# YOUR OBJECTIVE
In the text on surgery and cancer treatment, what did the writer use the small pillow for at home?

7. Keep a small pillow in the car to place against your chest under the seatbelt. My ride home from the hospital would have been much more comfortable.  (I can not stress this enough either!  I found this amazing company online prior to explant and I used this pillow, not only in the car, but at home to keep my arms off my drain tubes.)

8. That it can be a very major surgery with a lot of recovery time and complications. I had been kind of led to believe that I would be broadly fine a few days after, if a bit tired. This was… not the case. I was lucky to not have complications but due to another medical condition it knocked me for weeks and I wasn’t expecting that at all.  (This was also the case for me as after both my mastectomy and explant I had substantial blood loss.  So substantial after my explant that it required me to go back in for a second operation to stop the internal bleed.)

9.  I wish I knew more about some of the side effects of treatment….and how long they may last (still dealing with some side effects nearly 2 years post chemo)

That the side effects of treatment are WAY worse than the cancer, and that I will be a cancer patient for the rest of my life. Its NEVER “over”.

 I am disappointed in how little side effects are understood by professionals and normal people. “We” may look fine on the outside but be so fatigued and miserable at times. When you look good, sometimes a lot is expected of you. Explaining this to healthy people gets redundant. Guess this is the same for any disease.

(Point-per-instance localization data)
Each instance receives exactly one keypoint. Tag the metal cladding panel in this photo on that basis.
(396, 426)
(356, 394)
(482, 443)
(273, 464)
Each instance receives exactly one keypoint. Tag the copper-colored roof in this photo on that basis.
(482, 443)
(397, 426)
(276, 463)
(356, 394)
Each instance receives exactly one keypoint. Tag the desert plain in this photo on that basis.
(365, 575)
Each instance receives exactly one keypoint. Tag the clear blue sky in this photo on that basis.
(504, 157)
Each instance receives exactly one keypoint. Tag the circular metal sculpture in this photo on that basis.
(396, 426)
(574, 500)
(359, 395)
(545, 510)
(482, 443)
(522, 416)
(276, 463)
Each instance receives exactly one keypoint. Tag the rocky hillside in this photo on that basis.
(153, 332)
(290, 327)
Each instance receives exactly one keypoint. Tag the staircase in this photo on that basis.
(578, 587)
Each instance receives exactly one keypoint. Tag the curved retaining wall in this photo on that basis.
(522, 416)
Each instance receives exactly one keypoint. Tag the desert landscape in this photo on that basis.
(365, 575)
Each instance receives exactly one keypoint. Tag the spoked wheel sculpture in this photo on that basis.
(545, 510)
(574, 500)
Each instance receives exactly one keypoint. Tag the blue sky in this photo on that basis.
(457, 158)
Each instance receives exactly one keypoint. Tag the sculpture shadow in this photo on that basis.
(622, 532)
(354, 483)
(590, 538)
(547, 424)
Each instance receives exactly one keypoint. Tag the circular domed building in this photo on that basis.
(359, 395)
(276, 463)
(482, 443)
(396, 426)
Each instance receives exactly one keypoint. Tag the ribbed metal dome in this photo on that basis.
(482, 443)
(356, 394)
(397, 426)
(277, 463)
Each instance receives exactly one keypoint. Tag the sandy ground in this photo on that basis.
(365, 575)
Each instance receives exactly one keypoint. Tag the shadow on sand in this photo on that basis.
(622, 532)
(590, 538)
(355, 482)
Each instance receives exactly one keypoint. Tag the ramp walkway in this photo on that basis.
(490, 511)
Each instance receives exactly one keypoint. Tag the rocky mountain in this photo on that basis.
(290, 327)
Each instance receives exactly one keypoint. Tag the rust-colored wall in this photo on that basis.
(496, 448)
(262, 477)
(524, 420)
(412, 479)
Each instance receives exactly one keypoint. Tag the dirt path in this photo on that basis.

# REPLY TO THE TASK
To keep their arms off the drain tubes.